_WHAT THIS TASK INVOLVES_.
Scan the records for the string "heart" and copy every line that holds it.

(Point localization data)
== Segment start ==

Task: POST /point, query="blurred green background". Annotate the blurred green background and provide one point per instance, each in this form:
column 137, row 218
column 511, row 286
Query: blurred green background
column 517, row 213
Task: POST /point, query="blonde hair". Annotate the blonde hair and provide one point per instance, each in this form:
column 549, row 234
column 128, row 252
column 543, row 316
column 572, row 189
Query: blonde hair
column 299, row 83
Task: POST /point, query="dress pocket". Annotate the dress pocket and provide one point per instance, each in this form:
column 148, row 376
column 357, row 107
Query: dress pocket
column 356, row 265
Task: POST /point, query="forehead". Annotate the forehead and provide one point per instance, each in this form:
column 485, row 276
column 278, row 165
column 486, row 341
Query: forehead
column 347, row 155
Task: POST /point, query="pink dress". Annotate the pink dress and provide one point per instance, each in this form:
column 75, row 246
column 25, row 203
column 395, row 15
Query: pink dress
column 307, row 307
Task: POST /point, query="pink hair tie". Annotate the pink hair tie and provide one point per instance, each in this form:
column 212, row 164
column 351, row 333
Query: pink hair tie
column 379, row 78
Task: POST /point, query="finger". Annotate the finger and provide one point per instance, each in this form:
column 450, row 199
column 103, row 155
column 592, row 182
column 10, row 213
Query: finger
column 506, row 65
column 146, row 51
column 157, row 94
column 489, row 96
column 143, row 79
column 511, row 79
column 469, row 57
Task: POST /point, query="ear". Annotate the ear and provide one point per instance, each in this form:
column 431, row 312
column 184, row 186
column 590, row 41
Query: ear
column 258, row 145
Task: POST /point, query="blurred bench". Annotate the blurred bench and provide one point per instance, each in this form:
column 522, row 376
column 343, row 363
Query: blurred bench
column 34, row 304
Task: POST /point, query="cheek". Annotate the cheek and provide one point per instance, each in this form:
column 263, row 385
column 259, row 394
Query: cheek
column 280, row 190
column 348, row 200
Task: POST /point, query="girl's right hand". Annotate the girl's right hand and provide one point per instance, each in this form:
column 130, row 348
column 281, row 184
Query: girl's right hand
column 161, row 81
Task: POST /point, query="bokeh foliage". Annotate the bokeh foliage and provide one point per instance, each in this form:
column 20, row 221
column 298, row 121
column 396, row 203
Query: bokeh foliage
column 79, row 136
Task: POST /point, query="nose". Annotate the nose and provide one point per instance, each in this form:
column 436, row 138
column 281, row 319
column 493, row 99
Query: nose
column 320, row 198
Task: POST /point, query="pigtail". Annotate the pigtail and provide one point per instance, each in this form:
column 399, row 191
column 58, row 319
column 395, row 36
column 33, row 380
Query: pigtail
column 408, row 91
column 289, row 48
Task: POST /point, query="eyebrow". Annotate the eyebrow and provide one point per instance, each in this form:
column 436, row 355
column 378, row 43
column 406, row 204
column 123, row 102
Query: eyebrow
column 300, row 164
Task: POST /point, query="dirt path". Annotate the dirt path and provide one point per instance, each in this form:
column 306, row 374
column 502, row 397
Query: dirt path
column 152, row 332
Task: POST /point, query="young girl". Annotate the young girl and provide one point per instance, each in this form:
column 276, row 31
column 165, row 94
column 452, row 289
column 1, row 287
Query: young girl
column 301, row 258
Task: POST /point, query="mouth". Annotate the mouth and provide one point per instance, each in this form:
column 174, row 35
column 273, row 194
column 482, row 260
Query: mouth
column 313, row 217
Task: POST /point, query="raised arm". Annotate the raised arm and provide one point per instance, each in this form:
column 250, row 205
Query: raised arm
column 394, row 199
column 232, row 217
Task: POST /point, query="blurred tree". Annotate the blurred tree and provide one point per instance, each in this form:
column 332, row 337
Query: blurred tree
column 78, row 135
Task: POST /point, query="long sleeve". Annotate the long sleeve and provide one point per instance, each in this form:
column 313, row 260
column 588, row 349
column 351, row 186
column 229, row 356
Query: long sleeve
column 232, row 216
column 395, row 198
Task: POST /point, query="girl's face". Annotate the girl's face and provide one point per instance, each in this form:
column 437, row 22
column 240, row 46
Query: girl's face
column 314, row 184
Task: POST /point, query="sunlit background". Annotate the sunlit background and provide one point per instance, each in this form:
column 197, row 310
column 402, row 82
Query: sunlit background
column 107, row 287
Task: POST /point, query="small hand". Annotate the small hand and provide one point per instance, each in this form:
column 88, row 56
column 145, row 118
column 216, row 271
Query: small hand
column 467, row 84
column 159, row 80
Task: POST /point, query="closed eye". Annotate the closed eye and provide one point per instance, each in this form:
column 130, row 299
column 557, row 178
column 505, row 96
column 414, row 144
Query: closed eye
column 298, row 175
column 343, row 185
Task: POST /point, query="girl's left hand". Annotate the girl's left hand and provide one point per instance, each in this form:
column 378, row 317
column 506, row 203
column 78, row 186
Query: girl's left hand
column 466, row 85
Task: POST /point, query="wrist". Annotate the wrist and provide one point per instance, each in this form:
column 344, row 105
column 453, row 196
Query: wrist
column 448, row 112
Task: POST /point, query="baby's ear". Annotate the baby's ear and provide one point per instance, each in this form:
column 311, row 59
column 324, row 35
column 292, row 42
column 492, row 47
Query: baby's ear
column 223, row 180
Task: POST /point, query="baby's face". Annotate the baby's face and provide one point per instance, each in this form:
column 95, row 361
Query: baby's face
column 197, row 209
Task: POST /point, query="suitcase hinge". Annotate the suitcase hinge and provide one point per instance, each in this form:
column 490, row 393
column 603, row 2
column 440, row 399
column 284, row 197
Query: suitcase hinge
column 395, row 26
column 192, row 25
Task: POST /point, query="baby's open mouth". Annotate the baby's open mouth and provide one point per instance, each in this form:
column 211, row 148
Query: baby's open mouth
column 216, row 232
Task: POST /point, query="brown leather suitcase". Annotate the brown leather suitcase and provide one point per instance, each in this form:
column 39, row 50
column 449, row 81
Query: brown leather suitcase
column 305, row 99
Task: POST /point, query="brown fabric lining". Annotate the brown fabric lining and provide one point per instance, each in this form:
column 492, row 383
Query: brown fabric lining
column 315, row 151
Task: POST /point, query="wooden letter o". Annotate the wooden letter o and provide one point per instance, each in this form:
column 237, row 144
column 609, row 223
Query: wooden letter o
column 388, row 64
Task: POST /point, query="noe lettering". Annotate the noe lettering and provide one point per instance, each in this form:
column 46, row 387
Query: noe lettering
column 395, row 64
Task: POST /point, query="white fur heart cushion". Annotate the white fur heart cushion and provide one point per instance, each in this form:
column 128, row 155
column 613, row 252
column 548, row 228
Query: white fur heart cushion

== Segment end ==

_YOUR RESPONSE_.
Task: POST /point, query="white fur heart cushion". Annotate the white fur heart cushion and provide one point per instance, each in this form:
Query: white fur heart cushion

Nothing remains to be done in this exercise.